=== Source extract ===
Ross University School of Veterinary Medicine
- Type: Private, for-profit
- Established: 1982
- Location: Basseterre, Saint Kitts and Nevis
- Website: www.veterinary.rossu.edu

= Ross University School of Veterinary Medicine =

Medical university in St. Kitts & Nevis

Ross University School of Veterinary Medicine (RUSVM), founded in 1982, is a university offering the Doctor of Veterinary Medicine degree. As of 2014, RUSVM began offering Master of Science and PhD degrees in public health, global animal health, conservation medicine, and other research areas supported by the school. The school is located in St. Kitts. Administrative offices are located in Downers Grove, Illinois. RUSVM is accredited by the American Veterinary Medical Association Council on Education.

RUSVM students come from all over the world, with most being citizens or permanent residents of the United States, who are eligible to apply for financial assistance under Title IV of the Higher Education Act. As of 2019, RUSVM has graduated more than 5,500 veterinarians. RUSVM enrolls students three times per year: September, January and May. RUSVM is owned by Covista.

==History==
RUSVM was founded in 1982 by entrepreneur Robert Ross, who also founded a separate institution, Ross University School of Medicine, in 1978. Ross had a friend whose son was unable to secure admission to medical schools in the United States, and founded Ross University to give him and others an opportunity to become doctors.

In 2003, RUSVM was purchased by Covista.

In 2014, RUSVM launched four research centers, to give students a research-informed learning experience and to expand RUSVM’s scientific research focus.

=== Record extracts ===
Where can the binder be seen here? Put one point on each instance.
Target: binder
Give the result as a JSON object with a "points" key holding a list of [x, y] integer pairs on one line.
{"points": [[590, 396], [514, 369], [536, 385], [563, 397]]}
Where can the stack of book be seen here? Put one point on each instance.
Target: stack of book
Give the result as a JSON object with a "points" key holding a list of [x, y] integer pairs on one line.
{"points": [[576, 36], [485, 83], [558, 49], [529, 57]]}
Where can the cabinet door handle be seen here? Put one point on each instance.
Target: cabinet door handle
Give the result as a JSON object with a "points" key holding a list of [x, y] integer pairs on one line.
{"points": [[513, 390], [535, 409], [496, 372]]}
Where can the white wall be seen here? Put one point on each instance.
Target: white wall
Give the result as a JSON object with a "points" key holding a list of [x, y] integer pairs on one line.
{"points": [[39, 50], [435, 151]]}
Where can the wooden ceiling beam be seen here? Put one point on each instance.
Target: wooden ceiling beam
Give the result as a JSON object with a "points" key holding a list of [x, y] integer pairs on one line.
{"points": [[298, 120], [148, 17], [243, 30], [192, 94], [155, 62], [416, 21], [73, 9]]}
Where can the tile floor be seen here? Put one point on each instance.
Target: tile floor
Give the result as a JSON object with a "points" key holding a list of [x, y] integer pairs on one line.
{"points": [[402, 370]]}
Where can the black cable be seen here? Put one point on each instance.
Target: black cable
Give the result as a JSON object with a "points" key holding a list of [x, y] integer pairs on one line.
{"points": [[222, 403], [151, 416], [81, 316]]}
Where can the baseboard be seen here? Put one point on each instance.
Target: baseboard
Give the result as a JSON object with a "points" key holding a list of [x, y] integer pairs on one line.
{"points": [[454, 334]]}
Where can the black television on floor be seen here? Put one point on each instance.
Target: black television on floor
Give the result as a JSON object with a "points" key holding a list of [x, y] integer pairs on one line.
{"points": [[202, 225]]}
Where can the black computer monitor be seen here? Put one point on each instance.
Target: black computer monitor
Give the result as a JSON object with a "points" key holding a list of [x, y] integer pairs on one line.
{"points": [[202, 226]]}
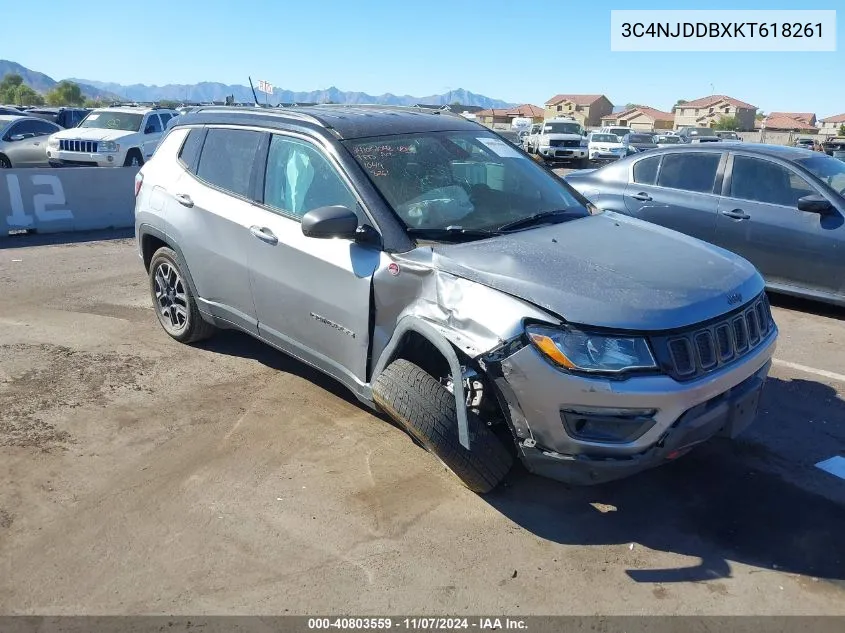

=== Task to complete ===
From the text on Ross University School of Veterinary Medicine, write out the passage that begins with the words "Ross University School of Veterinary Medicine (RUSVM), founded" and ends with "Council on Education.".

=== Response area ===
Ross University School of Veterinary Medicine (RUSVM), founded in 1982, is a university offering the Doctor of Veterinary Medicine degree. As of 2014, RUSVM began offering Master of Science and PhD degrees in public health, global animal health, conservation medicine, and other research areas supported by the school. The school is located in St. Kitts. Administrative offices are located in Downers Grove, Illinois. RUSVM is accredited by the American Veterinary Medical Association Council on Education.